(Coordinate labeling data)
* * * * * * *
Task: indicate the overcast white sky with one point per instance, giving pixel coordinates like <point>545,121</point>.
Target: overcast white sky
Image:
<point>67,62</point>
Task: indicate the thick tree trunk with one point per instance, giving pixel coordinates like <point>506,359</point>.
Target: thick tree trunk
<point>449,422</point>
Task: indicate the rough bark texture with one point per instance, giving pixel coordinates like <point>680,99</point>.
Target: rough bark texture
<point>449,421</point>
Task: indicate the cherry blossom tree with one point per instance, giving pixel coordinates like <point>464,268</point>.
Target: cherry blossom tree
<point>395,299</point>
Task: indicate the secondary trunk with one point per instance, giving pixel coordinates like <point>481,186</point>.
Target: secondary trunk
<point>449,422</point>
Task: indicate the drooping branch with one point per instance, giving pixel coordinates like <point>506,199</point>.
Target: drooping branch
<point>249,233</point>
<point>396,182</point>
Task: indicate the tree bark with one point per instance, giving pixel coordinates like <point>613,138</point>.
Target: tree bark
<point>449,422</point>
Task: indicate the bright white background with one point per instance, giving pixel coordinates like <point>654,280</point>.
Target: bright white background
* * * * * * *
GOAL: Swap "indicate" for "mark" wherever it occurs in the records above, and write the records out again with everything else left unchanged.

ANSWER IN FULL:
Task: mark the overcast white sky with one point per instance, giving pixel coordinates like <point>545,121</point>.
Target: overcast white sky
Image:
<point>67,62</point>
Task: mark the thick tree trunk with one point per instance, giving pixel coordinates like <point>506,359</point>.
Target: thick tree trunk
<point>449,422</point>
Task: mark the rough bark texture with one point per instance, giving pixel coordinates like <point>680,99</point>.
Target: rough bark texture
<point>449,421</point>
Task: mark the cherry blossom tree with one point per instance, giving pixel coordinates like <point>464,268</point>.
Target: cherry blossom tree
<point>395,299</point>
Task: mark the secondary trunk with one point per instance, giving pixel coordinates like <point>481,186</point>.
Target: secondary trunk
<point>449,422</point>
Task: mark the drooping branch with one point per instance, giving pixel coordinates like <point>506,199</point>.
Target: drooping branch
<point>249,233</point>
<point>396,182</point>
Task: mark the tree bark with one point per instance, giving pixel coordinates like <point>613,138</point>.
Target: tree bark
<point>449,422</point>
Task: mark the bright white background with one point per instance, giving pixel coordinates like <point>654,280</point>.
Target: bright white background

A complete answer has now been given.